In the NWA Pacific Northwest territory, Pepper became a multiple time champion, but continued in his role as commentator, calling matches in Portland, Seattle, Tacoma and Eugene. Officially, Martin was an NWA Pacific Northwest Heavyweight Champion five times, exchanging the title with other wrestling legends Stan Stasiak, Mad Dog Vachon, Paul Jones, Tony Borne and the aforementioned Patterson. Martin also became an eight time NWA Pacific Northwest Tag Team Champion with Shag Thomas (4x), Luther Lindsay (2x), Paul Jones and Billy White Wolf.

==Acting career==
Martin's first feature film was the 1968 film Angels from Hell. He also appeared in Walking Tall (1973), The Longest Yard (1974), Live A Little, Steal A Lot (1975), the slasher Scream (1981) and the horror comedy Return to Horror High (1987).

He may be best known for his role as the truck driver, Rocky, who beats up a depowered Superman - and is later beaten up by a repowered Superman - in the 1980 sequel Superman II. Martin's TV appearances include Police Woman, The Mod Squad, I Dream of Jeannie, The Incredible Hulk, Mannix, and The Rockford Files.

The play The Time of Your Life was revived on March 17, 1972, at the Huntington Hartford Theater in Los Angeles with Martin, Henry Fonda, Richard Dreyfuss, Ron Thompson, Gloria Grahame, Lewis J. Stadlen, Strother Martin, Richard X. Slattery and Jane Alexander among the cast with Edwin Sherin directing.

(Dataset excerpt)
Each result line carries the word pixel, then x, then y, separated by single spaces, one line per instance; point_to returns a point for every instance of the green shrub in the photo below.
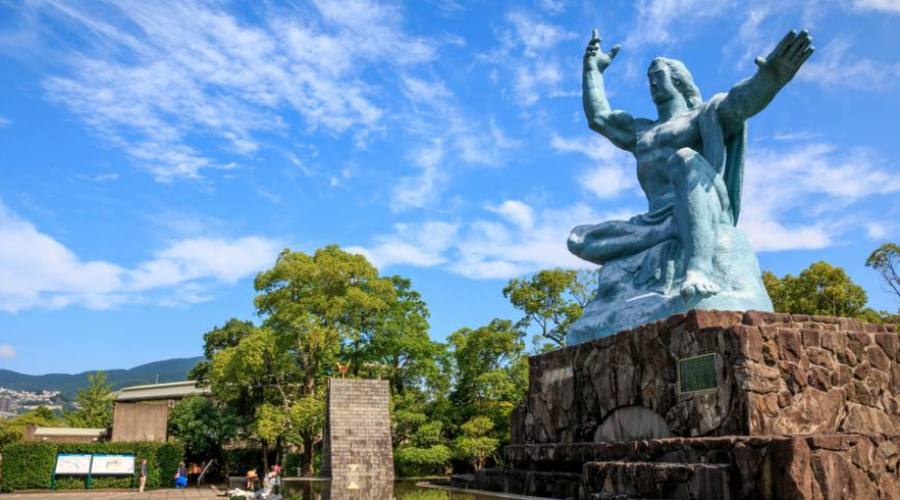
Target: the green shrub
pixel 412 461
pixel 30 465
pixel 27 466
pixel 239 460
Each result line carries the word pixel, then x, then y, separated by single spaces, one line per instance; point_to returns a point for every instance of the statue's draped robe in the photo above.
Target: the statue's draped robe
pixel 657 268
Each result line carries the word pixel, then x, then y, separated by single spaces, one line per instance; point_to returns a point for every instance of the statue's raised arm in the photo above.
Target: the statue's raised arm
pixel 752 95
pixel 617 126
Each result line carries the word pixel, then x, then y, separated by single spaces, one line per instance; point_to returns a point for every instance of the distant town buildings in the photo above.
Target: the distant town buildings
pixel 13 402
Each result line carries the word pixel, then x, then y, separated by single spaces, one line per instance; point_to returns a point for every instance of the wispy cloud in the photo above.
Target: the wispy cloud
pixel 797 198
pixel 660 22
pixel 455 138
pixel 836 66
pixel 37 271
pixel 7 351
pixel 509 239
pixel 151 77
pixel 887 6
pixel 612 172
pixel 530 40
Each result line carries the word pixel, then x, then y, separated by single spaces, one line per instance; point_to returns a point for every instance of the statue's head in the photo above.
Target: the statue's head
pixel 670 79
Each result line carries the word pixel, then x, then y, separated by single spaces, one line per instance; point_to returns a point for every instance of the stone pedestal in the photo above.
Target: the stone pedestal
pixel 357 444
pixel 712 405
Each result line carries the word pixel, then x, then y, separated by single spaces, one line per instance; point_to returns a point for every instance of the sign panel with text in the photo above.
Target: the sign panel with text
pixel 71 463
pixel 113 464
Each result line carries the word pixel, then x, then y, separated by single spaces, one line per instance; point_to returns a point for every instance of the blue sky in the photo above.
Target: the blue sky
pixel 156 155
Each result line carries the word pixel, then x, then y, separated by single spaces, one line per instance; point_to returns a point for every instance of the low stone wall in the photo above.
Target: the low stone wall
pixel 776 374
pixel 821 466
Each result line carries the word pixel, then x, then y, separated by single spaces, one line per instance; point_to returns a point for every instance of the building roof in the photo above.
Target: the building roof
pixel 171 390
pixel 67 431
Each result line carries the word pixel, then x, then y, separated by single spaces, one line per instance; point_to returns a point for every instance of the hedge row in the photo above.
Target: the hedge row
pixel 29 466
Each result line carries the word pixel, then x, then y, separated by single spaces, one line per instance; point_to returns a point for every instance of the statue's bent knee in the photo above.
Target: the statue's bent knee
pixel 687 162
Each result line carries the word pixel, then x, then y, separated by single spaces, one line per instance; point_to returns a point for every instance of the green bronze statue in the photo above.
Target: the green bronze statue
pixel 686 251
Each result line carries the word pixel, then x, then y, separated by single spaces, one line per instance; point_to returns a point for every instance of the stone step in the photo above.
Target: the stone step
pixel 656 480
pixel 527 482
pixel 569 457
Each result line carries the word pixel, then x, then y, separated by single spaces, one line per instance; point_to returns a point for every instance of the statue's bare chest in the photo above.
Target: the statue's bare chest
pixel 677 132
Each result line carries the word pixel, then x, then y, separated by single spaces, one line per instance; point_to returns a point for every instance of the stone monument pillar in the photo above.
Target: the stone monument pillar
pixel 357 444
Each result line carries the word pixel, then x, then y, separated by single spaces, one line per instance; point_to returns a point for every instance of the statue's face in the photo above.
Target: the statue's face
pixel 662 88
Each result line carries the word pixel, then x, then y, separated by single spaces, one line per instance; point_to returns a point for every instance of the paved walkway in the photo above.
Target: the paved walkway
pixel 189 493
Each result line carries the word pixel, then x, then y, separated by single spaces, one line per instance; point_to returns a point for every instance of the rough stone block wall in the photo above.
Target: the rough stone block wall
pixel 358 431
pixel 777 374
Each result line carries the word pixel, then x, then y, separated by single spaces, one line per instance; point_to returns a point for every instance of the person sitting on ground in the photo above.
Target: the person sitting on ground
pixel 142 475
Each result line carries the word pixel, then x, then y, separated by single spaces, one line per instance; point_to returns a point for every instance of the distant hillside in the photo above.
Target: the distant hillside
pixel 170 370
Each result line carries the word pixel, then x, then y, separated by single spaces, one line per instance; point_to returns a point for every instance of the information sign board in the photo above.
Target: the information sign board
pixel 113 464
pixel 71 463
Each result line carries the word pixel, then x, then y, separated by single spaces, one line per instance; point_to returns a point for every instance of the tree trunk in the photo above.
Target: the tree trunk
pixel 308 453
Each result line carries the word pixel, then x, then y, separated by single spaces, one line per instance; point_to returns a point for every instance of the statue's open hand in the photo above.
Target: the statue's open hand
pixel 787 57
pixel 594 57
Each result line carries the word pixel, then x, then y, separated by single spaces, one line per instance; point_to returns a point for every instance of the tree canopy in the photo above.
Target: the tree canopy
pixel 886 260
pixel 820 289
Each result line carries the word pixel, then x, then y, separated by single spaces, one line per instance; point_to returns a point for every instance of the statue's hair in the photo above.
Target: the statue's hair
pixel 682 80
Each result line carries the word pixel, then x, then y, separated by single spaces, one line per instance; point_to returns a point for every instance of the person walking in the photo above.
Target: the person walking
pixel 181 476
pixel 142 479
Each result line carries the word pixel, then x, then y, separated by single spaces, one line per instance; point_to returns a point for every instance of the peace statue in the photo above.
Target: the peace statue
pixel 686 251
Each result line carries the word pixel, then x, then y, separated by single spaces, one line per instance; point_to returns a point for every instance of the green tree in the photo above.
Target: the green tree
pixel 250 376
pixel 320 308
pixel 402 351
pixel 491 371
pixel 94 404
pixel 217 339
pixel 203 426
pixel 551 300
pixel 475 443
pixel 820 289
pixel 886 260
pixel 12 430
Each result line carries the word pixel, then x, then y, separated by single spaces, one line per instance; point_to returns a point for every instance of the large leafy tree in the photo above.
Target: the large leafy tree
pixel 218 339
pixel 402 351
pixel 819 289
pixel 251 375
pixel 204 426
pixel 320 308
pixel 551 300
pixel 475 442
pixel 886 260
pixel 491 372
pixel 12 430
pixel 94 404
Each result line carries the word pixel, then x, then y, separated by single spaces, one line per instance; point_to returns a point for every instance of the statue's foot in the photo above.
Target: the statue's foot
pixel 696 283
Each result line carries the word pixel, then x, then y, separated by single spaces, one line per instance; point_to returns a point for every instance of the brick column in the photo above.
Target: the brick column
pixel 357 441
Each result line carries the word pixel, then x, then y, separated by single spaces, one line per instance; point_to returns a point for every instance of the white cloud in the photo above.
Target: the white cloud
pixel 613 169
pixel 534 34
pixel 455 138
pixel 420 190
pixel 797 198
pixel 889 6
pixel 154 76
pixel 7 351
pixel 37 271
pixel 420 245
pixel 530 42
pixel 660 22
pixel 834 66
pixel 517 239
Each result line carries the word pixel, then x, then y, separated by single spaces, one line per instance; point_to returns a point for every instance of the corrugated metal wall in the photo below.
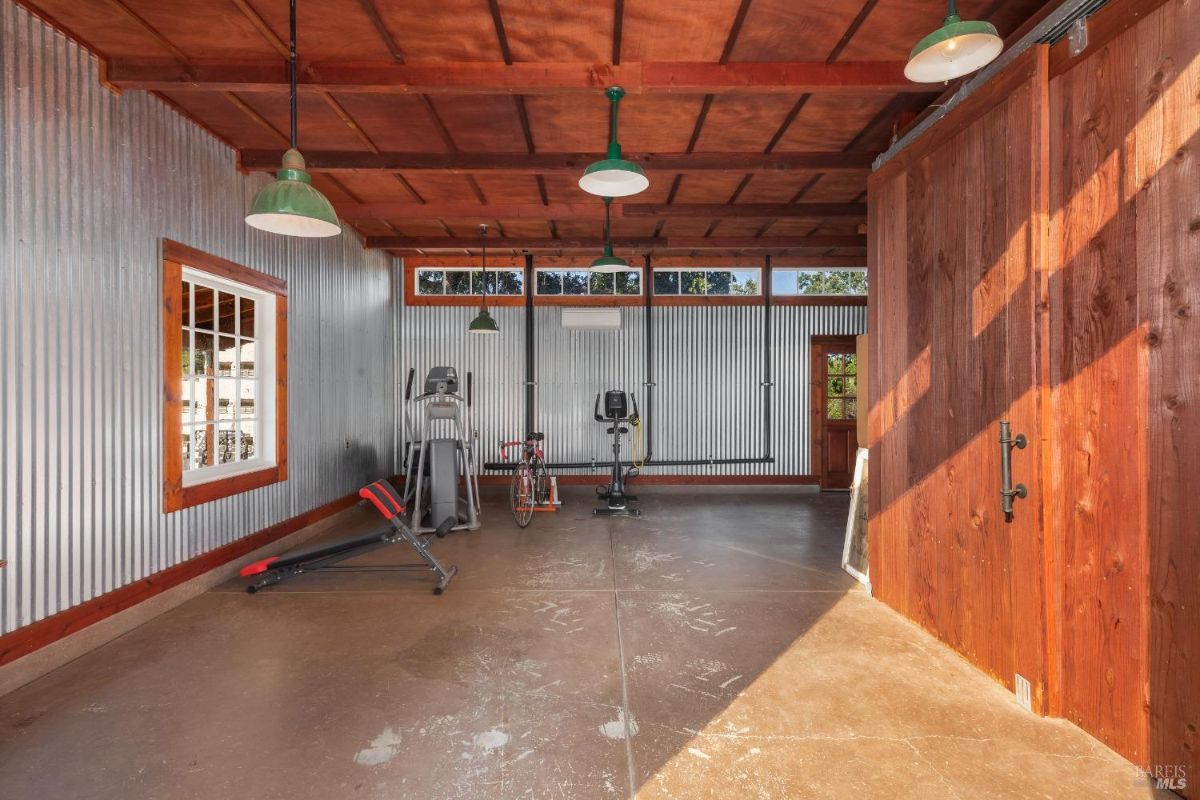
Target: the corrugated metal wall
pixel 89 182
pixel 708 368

==

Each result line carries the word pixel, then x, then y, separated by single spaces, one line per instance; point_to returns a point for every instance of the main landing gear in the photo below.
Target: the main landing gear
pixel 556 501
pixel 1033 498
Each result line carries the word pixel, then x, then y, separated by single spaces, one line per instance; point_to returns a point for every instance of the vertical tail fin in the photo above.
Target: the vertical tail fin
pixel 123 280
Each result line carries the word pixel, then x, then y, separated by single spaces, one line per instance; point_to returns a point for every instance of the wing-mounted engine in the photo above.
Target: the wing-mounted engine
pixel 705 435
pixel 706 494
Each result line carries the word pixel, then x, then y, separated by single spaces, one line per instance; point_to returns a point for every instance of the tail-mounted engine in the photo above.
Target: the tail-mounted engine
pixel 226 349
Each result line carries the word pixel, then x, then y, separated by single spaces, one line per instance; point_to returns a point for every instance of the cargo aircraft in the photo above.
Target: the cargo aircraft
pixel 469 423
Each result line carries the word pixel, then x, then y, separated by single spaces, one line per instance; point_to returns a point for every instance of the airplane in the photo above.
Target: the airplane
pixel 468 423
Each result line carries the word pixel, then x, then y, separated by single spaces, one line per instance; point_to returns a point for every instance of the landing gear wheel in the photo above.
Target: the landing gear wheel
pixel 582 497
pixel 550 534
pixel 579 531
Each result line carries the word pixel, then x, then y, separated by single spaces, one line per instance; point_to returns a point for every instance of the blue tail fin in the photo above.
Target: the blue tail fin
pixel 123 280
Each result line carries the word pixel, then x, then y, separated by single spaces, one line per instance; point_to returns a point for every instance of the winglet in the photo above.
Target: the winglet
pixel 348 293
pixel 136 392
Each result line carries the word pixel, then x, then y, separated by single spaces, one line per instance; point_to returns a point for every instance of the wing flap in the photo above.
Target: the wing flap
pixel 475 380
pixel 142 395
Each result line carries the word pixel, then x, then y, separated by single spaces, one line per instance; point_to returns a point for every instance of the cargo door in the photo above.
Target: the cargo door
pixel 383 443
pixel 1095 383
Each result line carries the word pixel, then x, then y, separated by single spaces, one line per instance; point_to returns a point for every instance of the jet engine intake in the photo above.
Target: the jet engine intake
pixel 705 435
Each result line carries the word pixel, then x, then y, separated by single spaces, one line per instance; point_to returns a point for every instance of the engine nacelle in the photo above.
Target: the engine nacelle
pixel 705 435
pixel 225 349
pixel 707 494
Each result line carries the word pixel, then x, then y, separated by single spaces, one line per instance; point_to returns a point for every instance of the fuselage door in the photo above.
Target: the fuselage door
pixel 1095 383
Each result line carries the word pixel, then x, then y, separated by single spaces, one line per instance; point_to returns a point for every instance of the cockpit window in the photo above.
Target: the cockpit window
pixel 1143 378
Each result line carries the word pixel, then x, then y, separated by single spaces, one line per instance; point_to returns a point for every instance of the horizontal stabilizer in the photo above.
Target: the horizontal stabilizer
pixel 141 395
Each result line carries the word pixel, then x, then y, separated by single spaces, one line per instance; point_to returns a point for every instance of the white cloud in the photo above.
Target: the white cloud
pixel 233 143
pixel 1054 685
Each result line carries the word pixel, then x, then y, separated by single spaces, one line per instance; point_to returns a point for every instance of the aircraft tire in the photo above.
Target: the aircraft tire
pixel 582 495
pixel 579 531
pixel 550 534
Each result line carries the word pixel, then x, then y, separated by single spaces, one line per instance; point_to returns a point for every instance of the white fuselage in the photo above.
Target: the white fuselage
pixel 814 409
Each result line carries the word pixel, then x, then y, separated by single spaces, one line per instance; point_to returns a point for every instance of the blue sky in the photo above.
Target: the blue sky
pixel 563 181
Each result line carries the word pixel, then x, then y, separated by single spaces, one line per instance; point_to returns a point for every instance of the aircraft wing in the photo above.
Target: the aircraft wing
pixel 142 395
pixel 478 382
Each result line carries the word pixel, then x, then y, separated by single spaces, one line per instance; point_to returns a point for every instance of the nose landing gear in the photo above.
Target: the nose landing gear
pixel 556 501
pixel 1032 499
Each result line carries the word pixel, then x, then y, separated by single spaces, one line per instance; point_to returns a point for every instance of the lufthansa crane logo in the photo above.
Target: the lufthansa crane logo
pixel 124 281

Complete the following:
• 1. Name every television series that the passage on Martin's wrestling and acting career lists among his TV appearances.
• 2. In the records, extract the lines running from the line with "window in the photo above." up to and including the line with "pixel 1143 378".

Task-by-task results:
• 1.
Police Woman
The Mod Squad
I Dream of Jeannie
The Incredible Hulk
Mannix
The Rockford Files

• 2.
Each result line carries the word pixel, then x, then y, separated by single spaces, one line per instance; point_to returns a point for every instance of the cockpit window in the photo above.
Target: the cockpit window
pixel 1143 378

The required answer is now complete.